O que fazer:
(1) Copie literalmente o trecho do relato sobre Marcos Reinheimer que começa em "O dia do acidente" e termina em "segurança no campo.".
(2) No relato sobre Marcos Reinheimer, quantos dias ele ficou internado após o acidente?

Trecho para leitura:
* * *
O dia do acidente na lavoura, a mobilização que arrecadou recursos para próteses e a vida que reconstruiu com a família, o trabalho em casa e um recado direto sobre segurança no campo.
Em 2002, durante a colheita de milho, Marcos Reinheimer sofreu um acidente na lavoura que resultou na perda dos dois braços. Duas décadas depois, ele compartilha como sobreviveu, se adaptou e reconstruiu sua vida com apoio da família, da comunidade e da fé.
Era um domingo de inverno quando a vida de Marcos mudou para sempre. Aos 32 anos, enquanto trabalhava na colheita de milho, ele subiu na carreta graneleira para verificar a carga. “Errei o pé no último degrau. Se caísse para a esquerda, levantava e saía caminhando. Mas caí para a direita, em cima do eixo cardã”, recordou. O impacto foi devastador: perdeu os dois braços no mesmo instante.
Os colegas, em choque, correram para socorrer o trabalhador. Os braços foram recolhidos na lavoura e levados junto ao hospital na tentativa de reimplante. “Em Passo Fundo tentaram salvar o esquerdo. Já mexia os dedos, mas uma hemorragia súbita me levou de volta ao bloco cirúrgico. Quando acordei, não tinha mais nenhum braço.”
No hospital, uma enfermeira foi direta: “Você não perdeu um braço, perdeu os dois, mas vai sair dessa.” Foram 28 dias internado e meses de fisioterapia. “Passei seis meses em cadeira de rodas por conta de lesões nas pernas. Quando consegui caminhar, já era um milagre. Dava graças a Deus por estar vivo.”
A adaptação à nova realidade exigiu força emocional. Marcos não se deixou abater. “No começo botava teclado e mouse no chão e digitava com os pés. Depois descobri o teclado virtual. Hoje desenho e trabalho no computador com o pé direito.”
Um ano após o acidente, Catiane entrou de vez em sua vida. “Nos conhecíamos antes, mas começamos a namorar depois. Em tudo, do café ao fim do dia, estamos juntos”, contou ela. Para Marcos, a esposa é um exemplo de entrega: “Assumir essa vida comigo não é para qualquer uma. Se é para ser exemplo, que seja junto dela.”
O casal construiu família e negócios. Hoje, com as filhas e uma pequena empresa em casa, produzem estampas em camisetas, canecas e peças em MDF com máquina a laser. “Eu desenho, a Catiane corta e monta. Assim nos sustentamos, porque o benefício do INSS não dá para manter uma família.”
Em 2016, uma grande campanha mobilizou Ibirubá e região para arrecadar R$ 230 mil e adquirir próteses biônicas. “Foi emocionante, empresas e pessoas se uniram. Mas as próteses não trouxeram a independência que eu imaginava. Eram sensíveis demais, acionavam sozinhas, não tinham tato. Quase entrei em depressão. Desisti, mas não me arrependo. A campanha mostrou o quanto a comunidade acreditou em mim.”
* * *
Registros salvos:
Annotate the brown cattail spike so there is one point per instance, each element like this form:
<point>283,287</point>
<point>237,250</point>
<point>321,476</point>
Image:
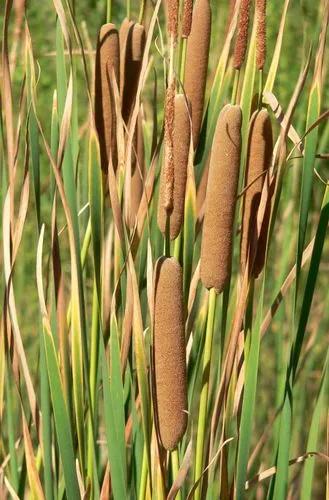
* * *
Respostas escritas:
(1)
O dia do acidente na lavoura, a mobilização que arrecadou recursos para próteses e a vida que reconstruiu com a família, o trabalho em casa e um recado direto sobre segurança no campo.

(2) 28 dias.